▶ Reading text
☆ ☆ ☆ ☆ ☆

Though I’m sure if you used a magnifying camera on one certain area after every wash could you not see wax diminishing??????

a little extract 

Almost all polishes, waxes, etc. bead water initially. As they are removed, breakdown or dissipated by washing, exposure to sunlight and heat, expansion and contraction, abrasion, abrasion from pollen and other pollutants, the water beading is diminished. This is due to the reduction in surface tension of the polish or wax once it is removed or breaks down. 

If the surface has any protection when there is no water beading is the subject of much controversy. Especially when the polish or wax exhibits good water beading immediately after the initial application. If there is any protection left, how would one know? There are no scientific tests to my knowledge that can determine this. Most consumers and especially wax/polish manufacturers use the reduction in the height, contact angle and diameter of water beading as a gauge to know when to re-apply polish/wax for continued protection.

☆ ☆ ☆ ☆ ☆

[Data listing]
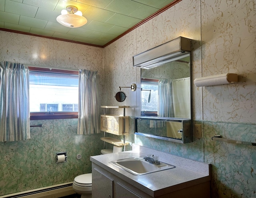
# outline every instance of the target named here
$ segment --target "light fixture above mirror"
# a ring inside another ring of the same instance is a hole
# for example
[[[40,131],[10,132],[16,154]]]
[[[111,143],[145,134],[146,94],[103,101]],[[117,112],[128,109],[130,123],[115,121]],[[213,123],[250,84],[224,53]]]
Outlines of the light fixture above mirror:
[[[61,14],[56,20],[62,25],[69,28],[78,28],[87,22],[87,20],[82,16],[82,12],[76,6],[68,6],[66,10],[62,10]]]

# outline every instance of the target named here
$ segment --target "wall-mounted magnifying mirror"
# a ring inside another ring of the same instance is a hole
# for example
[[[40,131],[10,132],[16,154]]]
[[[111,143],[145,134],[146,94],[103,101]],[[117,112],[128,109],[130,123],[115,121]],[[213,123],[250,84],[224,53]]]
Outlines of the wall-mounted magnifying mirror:
[[[119,91],[116,93],[115,97],[118,102],[123,102],[126,97],[126,95],[122,91]]]

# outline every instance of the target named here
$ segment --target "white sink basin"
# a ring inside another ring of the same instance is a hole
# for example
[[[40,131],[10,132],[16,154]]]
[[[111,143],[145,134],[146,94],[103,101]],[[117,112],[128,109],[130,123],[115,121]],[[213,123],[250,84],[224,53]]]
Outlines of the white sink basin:
[[[161,162],[160,164],[151,164],[145,161],[144,157],[145,156],[127,158],[111,161],[109,163],[136,175],[147,174],[176,167]]]

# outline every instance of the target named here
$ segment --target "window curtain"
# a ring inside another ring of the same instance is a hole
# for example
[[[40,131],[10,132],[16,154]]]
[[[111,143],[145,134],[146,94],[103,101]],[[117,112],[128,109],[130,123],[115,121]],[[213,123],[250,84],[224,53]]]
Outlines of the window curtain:
[[[175,81],[172,83],[174,112],[176,117],[191,117],[190,79]]]
[[[172,80],[162,79],[158,81],[158,116],[174,117]]]
[[[30,139],[29,70],[0,62],[0,141]]]
[[[79,70],[78,134],[100,133],[97,71]]]

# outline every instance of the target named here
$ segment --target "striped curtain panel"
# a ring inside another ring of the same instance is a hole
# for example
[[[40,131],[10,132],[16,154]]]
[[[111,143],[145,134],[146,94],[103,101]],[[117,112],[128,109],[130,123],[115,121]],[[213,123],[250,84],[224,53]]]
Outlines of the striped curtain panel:
[[[79,70],[78,134],[98,133],[97,71]]]
[[[19,63],[0,62],[0,142],[30,138],[29,71]]]

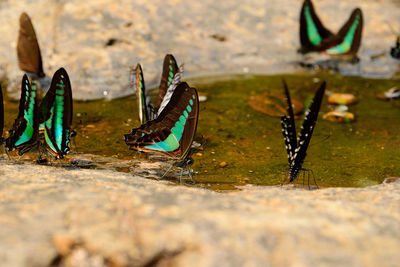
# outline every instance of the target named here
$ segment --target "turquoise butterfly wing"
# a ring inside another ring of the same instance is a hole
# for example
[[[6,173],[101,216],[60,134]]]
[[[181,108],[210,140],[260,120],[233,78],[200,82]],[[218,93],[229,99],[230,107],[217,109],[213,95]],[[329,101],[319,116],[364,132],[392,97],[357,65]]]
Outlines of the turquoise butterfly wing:
[[[69,151],[72,124],[72,90],[64,68],[54,74],[40,110],[44,145],[55,158],[63,158]]]
[[[333,36],[315,13],[310,0],[305,0],[300,11],[301,53],[318,50],[322,40]]]
[[[361,9],[356,8],[338,34],[322,43],[322,47],[328,47],[325,53],[329,55],[356,54],[361,45],[362,29],[362,12]]]
[[[18,116],[6,139],[7,149],[18,149],[20,155],[33,149],[38,144],[38,127],[37,85],[35,81],[31,84],[25,74],[21,83]]]

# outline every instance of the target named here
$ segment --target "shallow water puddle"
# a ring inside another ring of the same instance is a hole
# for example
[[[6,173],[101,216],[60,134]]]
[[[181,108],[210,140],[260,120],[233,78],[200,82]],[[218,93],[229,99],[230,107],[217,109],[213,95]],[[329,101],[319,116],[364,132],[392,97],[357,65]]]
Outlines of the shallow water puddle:
[[[255,111],[249,98],[265,92],[282,93],[285,77],[293,98],[306,101],[322,80],[328,92],[352,93],[358,103],[349,106],[353,123],[322,119],[330,111],[327,96],[321,107],[305,168],[311,168],[320,187],[368,186],[400,174],[400,101],[376,99],[398,80],[318,75],[234,76],[231,79],[189,80],[207,101],[200,103],[196,140],[203,150],[194,153],[196,185],[232,190],[246,184],[277,185],[288,167],[280,119]],[[316,79],[318,78],[318,79]],[[318,80],[318,81],[317,81]],[[5,103],[5,128],[10,129],[17,102]],[[300,127],[303,117],[296,121]],[[168,166],[149,163],[147,156],[128,150],[123,135],[138,127],[134,96],[74,102],[72,151],[59,166],[110,169],[155,179]],[[299,129],[298,129],[299,130]],[[53,164],[53,163],[52,163]],[[58,164],[58,163],[57,163]],[[57,165],[56,164],[56,165]],[[179,182],[178,172],[167,180]],[[190,179],[187,180],[190,184]]]

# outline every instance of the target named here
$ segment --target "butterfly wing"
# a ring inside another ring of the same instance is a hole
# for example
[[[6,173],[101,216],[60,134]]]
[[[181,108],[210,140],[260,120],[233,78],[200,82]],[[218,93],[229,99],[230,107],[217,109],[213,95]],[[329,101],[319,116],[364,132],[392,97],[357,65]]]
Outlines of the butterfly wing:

☆ ☆ ☆ ☆ ☆

▶ What is asked
**1)** According to the wax excerpt, what do most consumers and wax/polish manufacturers use as a gauge for when to re-apply polish or wax?
**2)** Reproduce the data listing from its first line up to and including the line with "[[[79,70],[78,134],[100,133],[97,71]]]", leaving out the pictures.

▶ Answers to the exercises
**1)** They use the reduction in the height, contact angle and diameter of water beading.

**2)**
# outline every instance of the target named here
$ segment --target "light fixture above mirror"
# a ring inside another ring of the same instance is a hole
# for example
[[[40,131],[10,132],[16,154]]]
[[[111,143],[145,134],[146,94],[103,101]],[[117,112],[128,109],[130,123],[115,121]],[[213,123],[250,84],[224,53]]]
Outlines of the light fixture above mirror:
[[[61,14],[56,20],[62,25],[69,28],[78,28],[87,22],[87,20],[82,16],[82,12],[76,6],[68,6],[66,10],[62,10]]]

# outline every instance of the target named here
$ segment --target "wall-mounted magnifying mirror"
# a ring inside another ring of the same instance is a hole
# for example
[[[40,131],[10,132],[16,154]]]
[[[111,143],[145,134],[146,94],[103,101]],[[117,112],[128,109],[130,123],[115,121]],[[213,123],[250,84],[224,53]]]
Outlines of the wall-mounted magnifying mirror:
[[[119,91],[116,93],[115,97],[118,102],[123,102],[126,97],[126,95],[122,91]]]

# outline every instance of the target named here
$ segment --target "white sink basin"
# a ring inside another ring of the same instance is a hole
# for example
[[[40,131],[10,132],[16,154]]]
[[[111,143],[145,134],[146,94],[103,101]],[[117,112],[128,109],[130,123],[115,121]],[[213,123],[250,84],[224,53]]]
Outlines of the white sink basin:
[[[161,162],[160,164],[151,164],[145,161],[144,157],[145,156],[127,158],[111,161],[109,163],[136,175],[147,174],[176,167]]]

# outline every instance of the target named here
$ segment --target "window curtain"
# a ring inside another ring of the same instance is a hole
# for example
[[[40,131],[10,132],[16,154]]]
[[[111,143],[145,134],[146,94],[103,101]],[[117,112],[128,109],[130,123],[115,121]],[[213,123],[250,84],[224,53]]]
Outlines of the window curtain:
[[[175,81],[172,83],[174,112],[176,117],[191,117],[190,79]]]
[[[172,80],[162,79],[158,81],[158,116],[174,117]]]
[[[30,139],[29,70],[0,62],[0,141]]]
[[[79,70],[78,134],[100,133],[97,71]]]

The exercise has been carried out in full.